_TEXT EXCERPT_
Trying to understand how to implement a mass spring setup (cloth sim) with a compute shader

I am trying to implement a mass spring system using a compute shader and have run into a weird issue.

Essentially the way I have setup the system is using three separate compute shaders, each with their own respective purpose.

The first is as follows:

struct Vertex
{
    float3 position;
    float3 normal;
    float2 texCoord;
    float4 tangent;
};

struct InterlockedVector
{
    int x;
    int y;
    int z;
};

// skinning that has been transferred onto the simulation mesh
StructuredBuffer<Vertex> simMeshSkinnedVertexBuffer : register(t0);
// the skinning data from the previous frame
RWStructuredBuffer<Vertex> simMeshPreviousSkinnedVertexBuffer : register(u0);
// the output result stored as integers InterlockedAdd can be used to manage synchronisation
RWStructuredBuffer<InterlockedVector> simMeshTransformedVertexBuffer : register(u1);

float3 UnQuantize(InterlockedVector input, float factor)
{
    float vertexPositionX = ((float) input.x) / factor;
    float vertexPositionY = ((float) input.y) / factor;
    float vertexPositionZ = ((float) input.z) / factor;
    return float3(vertexPositionX, vertexPositionY, vertexPositionZ);
}

// Define the compute shader entry point
[numthreads(64, 1, 1)]
void CS(uint3 dispatchThreadID : SV_DispatchThreadID)
{
    // Get the current vertex ID
    uint simMeshVertexID = dispatchThreadID.x;
    
    // Get the change in driving force from the relative transformation between frames
    float3 simSkinForce = simMeshSkinnedVertexBuffer[simMeshVertexID].position - simMeshPreviousSkinnedVertexBuffer[simMeshVertexID].position;

    // convert data to integer
    int quantizedX = (int) (simSkinForce.x * QUANTIZE);
    int quantizedY = (int) (simSkinForce.y * QUANTIZE);
    int quantizedZ = (int) (simSkinForce.z * QUANTIZE);
 
    // perform atomic addition
    InterlockedAdd(simMeshTransformedVertexBuffer[simMeshVertexID].x, quantizedX);
    InterlockedAdd(simMeshTransformedVertexBuffer[simMeshVertexID].y, quantizedY);
    InterlockedAdd(simMeshTransformedVertexBuffer[simMeshVertexID].z, quantizedZ);
    
    // store skinning as previous
    simMeshPreviousSkinnedVertexBuffer[simMeshVertexID] = simMeshSkinnedVertexBuffer[simMeshVertexID];
}

The purpose of this part of the code is to feed in the changes to the skinned mesh as a driving force in the mass spring simulation. This part seems to working well from what I can see.

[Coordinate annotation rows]
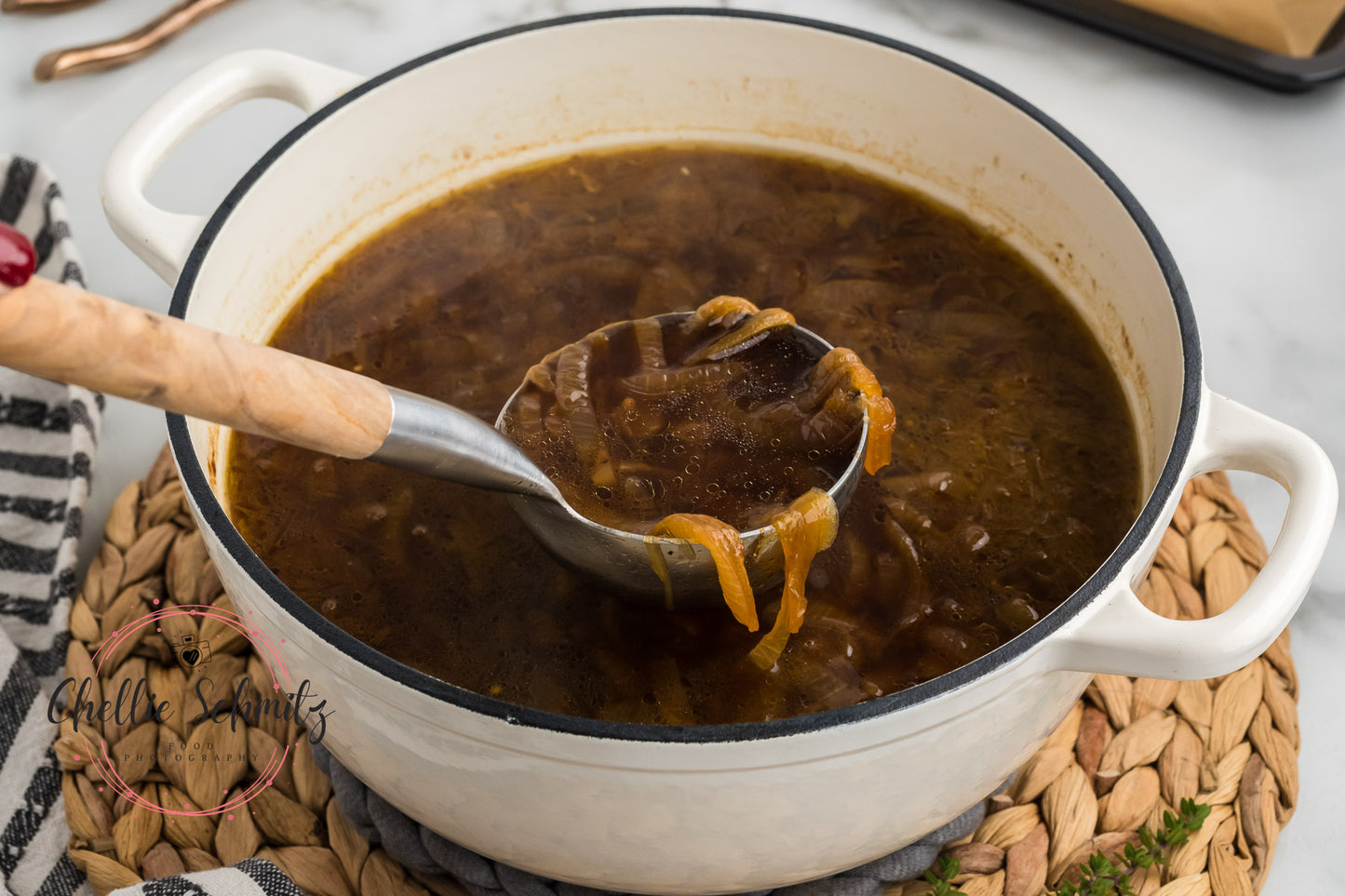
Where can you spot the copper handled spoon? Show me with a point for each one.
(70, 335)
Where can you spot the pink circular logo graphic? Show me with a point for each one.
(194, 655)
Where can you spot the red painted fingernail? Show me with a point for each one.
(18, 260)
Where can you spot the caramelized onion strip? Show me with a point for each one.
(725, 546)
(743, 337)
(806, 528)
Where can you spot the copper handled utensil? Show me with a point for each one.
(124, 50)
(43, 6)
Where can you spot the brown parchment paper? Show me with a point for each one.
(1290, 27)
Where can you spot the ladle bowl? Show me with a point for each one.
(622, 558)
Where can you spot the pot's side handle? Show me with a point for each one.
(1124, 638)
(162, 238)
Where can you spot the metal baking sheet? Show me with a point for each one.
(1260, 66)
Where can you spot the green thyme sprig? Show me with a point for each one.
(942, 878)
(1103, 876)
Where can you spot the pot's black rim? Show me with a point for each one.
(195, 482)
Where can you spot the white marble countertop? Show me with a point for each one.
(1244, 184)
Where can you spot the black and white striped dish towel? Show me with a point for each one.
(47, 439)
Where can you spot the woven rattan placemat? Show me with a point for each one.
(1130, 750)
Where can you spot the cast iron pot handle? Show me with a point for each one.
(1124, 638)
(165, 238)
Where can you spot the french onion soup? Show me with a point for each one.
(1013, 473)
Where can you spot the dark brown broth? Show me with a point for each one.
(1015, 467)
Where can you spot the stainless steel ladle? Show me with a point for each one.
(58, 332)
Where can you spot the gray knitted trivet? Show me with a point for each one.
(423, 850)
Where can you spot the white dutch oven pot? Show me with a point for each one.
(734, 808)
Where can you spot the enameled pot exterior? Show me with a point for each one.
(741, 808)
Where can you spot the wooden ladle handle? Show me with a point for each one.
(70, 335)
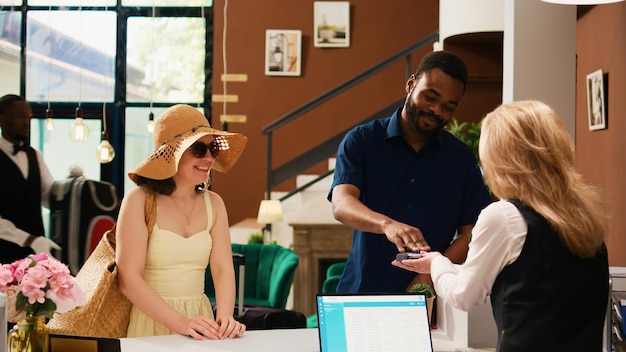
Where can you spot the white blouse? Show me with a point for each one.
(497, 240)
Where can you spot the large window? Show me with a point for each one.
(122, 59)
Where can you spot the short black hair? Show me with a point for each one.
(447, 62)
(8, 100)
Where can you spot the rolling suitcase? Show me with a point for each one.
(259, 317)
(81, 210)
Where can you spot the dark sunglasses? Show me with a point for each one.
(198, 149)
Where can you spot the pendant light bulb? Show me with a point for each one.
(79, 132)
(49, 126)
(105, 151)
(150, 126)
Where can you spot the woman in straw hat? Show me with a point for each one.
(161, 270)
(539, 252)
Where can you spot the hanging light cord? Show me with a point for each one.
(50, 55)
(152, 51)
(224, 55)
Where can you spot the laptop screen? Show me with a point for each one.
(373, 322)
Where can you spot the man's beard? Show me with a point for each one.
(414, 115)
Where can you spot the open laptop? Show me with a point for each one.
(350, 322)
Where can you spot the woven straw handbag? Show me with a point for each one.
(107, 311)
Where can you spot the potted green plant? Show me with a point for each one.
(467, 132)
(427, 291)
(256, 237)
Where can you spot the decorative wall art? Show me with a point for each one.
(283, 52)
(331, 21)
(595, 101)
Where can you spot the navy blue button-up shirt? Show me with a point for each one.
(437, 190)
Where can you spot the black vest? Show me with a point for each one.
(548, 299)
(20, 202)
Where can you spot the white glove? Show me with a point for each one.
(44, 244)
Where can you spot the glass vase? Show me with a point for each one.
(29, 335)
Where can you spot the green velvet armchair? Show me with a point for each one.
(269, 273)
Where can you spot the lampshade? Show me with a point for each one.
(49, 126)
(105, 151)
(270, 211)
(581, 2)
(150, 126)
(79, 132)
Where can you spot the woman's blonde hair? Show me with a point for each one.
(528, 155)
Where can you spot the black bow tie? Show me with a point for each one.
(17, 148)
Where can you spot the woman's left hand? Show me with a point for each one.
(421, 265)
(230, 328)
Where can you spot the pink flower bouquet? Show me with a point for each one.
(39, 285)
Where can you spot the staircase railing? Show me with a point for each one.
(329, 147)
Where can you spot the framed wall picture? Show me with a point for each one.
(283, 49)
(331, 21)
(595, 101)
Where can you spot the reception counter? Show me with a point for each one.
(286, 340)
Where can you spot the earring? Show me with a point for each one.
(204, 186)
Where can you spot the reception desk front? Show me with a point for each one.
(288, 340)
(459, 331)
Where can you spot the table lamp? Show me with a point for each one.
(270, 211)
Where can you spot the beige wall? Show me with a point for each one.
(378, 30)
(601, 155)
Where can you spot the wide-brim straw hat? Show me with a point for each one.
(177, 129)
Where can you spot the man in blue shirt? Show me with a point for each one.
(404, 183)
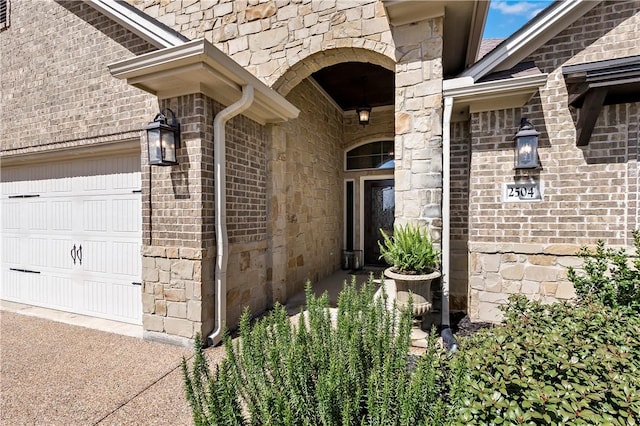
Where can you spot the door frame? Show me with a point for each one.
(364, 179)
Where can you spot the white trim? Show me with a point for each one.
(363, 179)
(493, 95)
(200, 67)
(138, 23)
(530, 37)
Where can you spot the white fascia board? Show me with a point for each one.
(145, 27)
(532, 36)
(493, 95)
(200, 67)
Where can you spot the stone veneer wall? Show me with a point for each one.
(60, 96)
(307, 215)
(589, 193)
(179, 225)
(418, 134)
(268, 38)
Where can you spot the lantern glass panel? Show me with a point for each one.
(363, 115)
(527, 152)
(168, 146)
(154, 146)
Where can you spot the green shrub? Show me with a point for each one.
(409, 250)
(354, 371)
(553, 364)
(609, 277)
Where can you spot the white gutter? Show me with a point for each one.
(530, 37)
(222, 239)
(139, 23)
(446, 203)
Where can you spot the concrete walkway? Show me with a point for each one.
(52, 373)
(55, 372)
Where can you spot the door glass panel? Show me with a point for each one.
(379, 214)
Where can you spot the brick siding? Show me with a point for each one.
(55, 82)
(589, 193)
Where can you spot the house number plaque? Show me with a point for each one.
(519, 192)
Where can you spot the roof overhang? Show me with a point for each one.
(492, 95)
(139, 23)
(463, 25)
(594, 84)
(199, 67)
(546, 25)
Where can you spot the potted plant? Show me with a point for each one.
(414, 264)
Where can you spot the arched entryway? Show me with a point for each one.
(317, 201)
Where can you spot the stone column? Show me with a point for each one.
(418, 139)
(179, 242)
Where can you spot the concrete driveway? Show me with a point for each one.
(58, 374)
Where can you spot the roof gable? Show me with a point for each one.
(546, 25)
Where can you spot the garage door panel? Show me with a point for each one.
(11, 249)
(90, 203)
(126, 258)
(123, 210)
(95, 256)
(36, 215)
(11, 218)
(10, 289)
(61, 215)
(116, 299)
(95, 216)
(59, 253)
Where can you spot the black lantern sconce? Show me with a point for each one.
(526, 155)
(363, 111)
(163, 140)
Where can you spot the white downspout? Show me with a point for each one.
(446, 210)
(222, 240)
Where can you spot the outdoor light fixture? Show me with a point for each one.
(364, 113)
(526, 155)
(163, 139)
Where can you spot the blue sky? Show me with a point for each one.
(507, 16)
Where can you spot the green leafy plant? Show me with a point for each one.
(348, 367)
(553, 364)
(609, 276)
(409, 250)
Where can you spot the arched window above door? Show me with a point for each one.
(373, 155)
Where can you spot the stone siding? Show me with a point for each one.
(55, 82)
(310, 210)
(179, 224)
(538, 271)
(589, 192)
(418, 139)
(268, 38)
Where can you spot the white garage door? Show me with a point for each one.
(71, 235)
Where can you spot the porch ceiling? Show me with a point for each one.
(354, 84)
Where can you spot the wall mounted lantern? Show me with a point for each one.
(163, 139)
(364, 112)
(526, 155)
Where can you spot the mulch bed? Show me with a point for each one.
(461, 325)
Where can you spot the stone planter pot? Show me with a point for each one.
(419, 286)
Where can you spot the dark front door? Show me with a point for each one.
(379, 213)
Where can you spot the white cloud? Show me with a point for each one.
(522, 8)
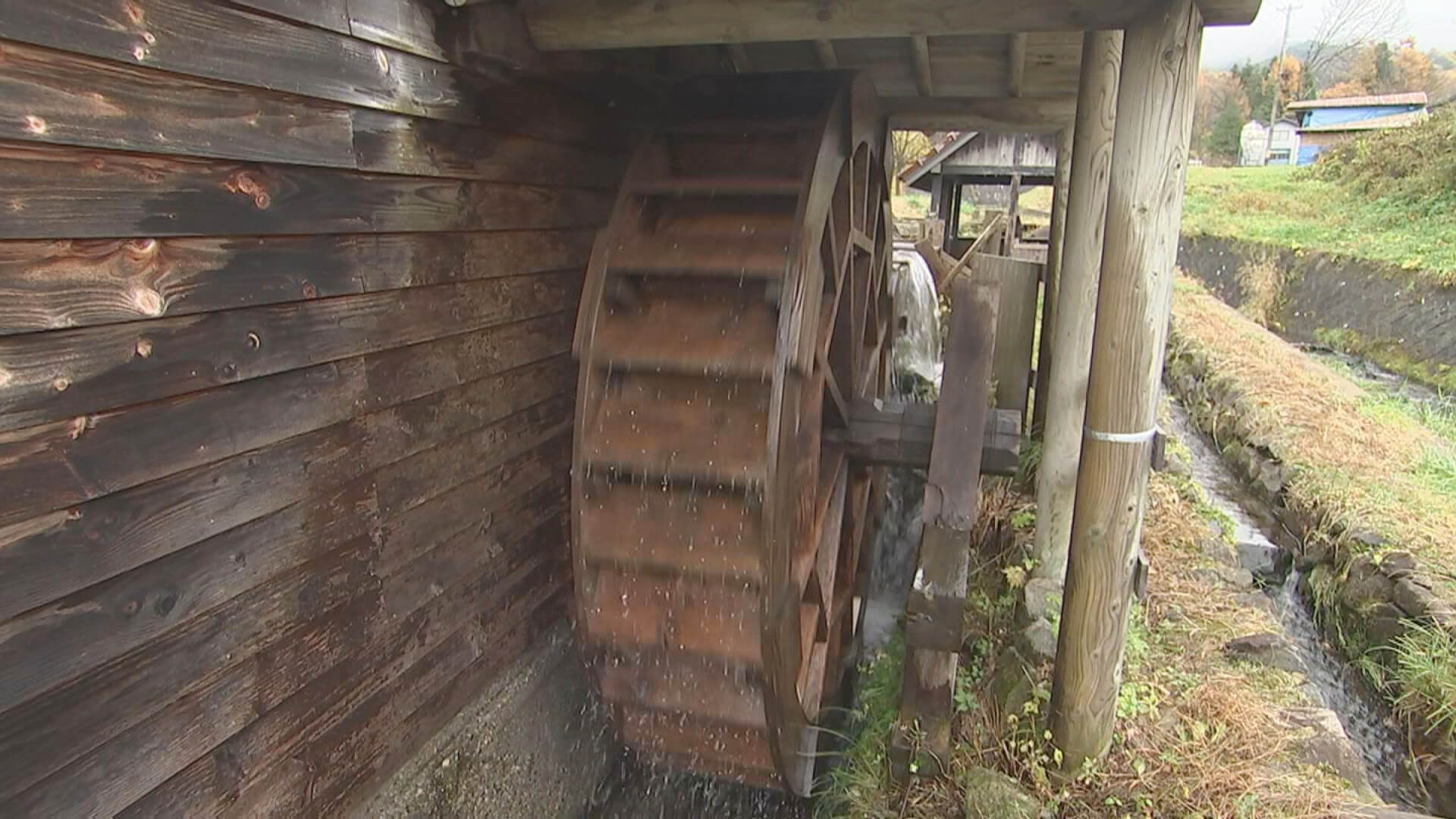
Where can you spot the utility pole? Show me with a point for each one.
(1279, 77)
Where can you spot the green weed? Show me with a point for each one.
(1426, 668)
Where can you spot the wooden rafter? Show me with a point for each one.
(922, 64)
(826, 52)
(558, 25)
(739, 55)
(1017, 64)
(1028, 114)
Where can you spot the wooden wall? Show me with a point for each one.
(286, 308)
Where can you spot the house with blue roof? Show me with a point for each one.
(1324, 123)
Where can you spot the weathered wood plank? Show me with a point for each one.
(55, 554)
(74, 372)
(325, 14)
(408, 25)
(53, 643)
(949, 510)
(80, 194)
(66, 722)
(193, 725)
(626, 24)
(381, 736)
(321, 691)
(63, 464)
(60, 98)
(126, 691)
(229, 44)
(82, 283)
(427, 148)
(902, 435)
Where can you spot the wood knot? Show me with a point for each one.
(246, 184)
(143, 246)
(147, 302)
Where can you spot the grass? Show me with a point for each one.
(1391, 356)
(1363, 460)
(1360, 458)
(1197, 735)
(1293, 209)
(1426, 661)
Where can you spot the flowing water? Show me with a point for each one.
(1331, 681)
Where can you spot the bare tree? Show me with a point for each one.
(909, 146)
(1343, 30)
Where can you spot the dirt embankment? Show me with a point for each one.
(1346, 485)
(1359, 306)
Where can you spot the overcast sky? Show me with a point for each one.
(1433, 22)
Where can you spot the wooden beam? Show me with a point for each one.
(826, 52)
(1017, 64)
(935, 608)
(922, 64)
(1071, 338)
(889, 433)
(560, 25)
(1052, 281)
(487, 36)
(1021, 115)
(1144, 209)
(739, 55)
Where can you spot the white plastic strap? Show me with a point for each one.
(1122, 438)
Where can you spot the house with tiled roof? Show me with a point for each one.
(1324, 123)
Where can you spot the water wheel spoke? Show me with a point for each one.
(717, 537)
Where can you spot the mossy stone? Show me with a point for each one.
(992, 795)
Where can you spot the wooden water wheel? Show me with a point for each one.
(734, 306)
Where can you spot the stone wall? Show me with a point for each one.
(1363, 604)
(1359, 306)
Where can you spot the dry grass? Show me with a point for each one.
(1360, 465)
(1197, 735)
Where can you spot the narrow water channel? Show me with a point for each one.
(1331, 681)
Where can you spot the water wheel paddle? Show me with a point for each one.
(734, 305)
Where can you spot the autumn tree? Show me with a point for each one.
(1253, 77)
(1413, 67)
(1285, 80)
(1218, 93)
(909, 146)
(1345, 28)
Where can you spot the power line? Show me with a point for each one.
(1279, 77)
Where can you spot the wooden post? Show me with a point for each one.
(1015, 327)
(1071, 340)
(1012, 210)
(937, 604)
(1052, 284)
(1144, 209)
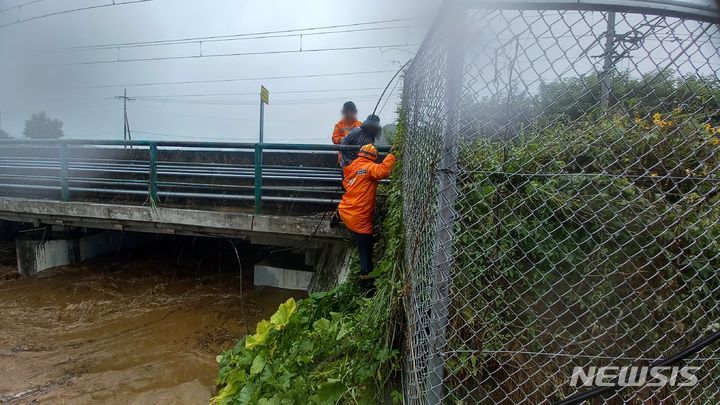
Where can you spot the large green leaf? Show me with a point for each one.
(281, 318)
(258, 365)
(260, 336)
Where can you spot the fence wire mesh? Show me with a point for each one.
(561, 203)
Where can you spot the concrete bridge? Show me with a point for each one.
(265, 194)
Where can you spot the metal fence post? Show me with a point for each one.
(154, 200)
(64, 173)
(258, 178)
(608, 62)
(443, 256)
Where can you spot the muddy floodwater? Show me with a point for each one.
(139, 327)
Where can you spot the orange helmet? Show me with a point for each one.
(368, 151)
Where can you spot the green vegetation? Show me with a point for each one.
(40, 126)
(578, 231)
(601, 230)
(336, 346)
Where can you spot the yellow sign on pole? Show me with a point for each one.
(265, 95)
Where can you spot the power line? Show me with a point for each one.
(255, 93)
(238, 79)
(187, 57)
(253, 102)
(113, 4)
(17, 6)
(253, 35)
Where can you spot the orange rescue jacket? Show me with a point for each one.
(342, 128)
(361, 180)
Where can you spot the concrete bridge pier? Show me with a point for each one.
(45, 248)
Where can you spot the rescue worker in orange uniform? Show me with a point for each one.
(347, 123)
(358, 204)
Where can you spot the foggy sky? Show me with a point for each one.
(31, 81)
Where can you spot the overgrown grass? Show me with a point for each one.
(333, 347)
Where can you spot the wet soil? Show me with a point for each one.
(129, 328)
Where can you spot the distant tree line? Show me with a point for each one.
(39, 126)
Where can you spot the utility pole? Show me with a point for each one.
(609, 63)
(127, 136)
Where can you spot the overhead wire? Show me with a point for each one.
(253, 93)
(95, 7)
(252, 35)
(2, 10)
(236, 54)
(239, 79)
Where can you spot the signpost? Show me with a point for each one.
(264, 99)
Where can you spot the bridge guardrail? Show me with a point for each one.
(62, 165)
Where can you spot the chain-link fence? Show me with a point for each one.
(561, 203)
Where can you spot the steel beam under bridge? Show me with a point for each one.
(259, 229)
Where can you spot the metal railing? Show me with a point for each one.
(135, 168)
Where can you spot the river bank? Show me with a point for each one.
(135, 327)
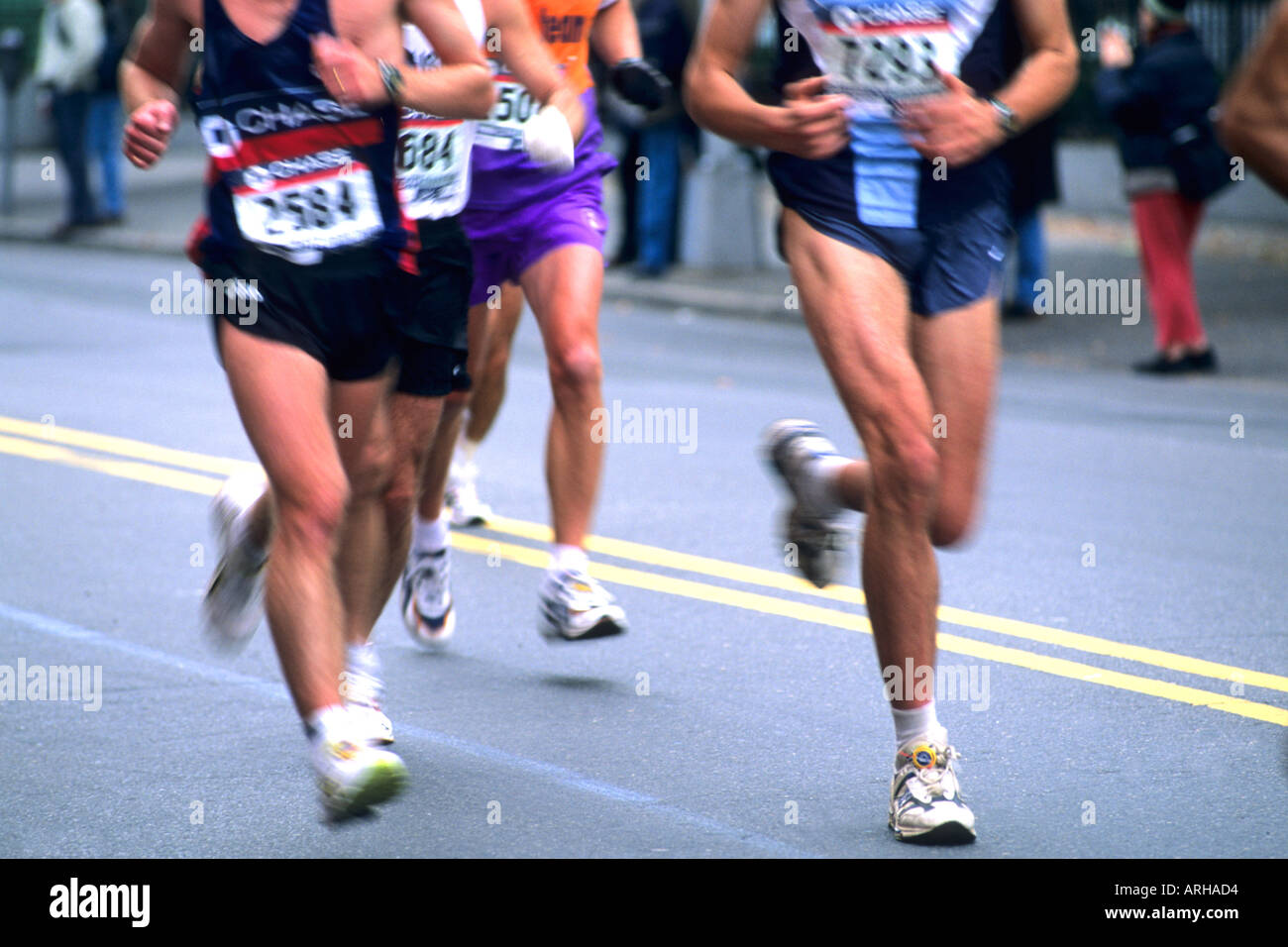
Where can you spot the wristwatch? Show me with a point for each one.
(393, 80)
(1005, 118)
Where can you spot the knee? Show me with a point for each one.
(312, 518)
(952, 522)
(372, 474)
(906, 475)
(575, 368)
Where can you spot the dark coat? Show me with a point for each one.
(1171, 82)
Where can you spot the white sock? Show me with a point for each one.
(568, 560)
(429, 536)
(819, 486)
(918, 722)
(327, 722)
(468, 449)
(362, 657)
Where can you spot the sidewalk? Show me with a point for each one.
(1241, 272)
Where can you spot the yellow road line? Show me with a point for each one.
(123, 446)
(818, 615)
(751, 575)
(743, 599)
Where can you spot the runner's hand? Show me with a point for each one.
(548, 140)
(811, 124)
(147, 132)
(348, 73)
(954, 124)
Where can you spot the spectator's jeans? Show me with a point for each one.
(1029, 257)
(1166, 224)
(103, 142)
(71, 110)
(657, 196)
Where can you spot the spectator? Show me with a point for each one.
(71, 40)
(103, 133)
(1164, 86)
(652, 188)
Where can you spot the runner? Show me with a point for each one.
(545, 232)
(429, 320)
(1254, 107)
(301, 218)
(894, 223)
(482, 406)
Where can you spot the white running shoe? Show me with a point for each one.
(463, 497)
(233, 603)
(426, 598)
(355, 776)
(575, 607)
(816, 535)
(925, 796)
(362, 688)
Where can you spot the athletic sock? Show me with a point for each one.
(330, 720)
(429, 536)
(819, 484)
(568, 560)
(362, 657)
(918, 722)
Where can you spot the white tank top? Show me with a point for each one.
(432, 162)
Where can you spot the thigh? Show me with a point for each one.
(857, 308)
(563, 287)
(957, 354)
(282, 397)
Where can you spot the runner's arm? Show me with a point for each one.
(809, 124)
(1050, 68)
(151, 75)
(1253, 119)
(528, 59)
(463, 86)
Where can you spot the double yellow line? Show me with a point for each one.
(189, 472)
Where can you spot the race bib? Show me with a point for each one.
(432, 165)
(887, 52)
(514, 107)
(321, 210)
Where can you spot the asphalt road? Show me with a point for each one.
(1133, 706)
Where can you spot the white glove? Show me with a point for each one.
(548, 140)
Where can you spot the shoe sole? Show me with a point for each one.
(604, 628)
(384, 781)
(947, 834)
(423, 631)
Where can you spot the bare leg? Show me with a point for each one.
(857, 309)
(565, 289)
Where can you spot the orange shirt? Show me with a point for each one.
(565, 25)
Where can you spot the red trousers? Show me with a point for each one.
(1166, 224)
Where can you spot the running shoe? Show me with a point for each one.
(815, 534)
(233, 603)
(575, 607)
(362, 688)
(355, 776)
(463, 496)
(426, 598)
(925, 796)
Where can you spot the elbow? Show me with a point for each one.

_WHAT YOU ARE ASKED TO DO_
Turn the paragraph of the cloth simulation post that opens with "The purpose of this part" into a short list that keeps its main facts. These rows have nothing to do with the cloth simulation post.

_TASK RESULT_
- This part of the code feeds changes in the skinned mesh into the mass spring simulation as a driving force.
- As far as the writer can tell, it seems to work well.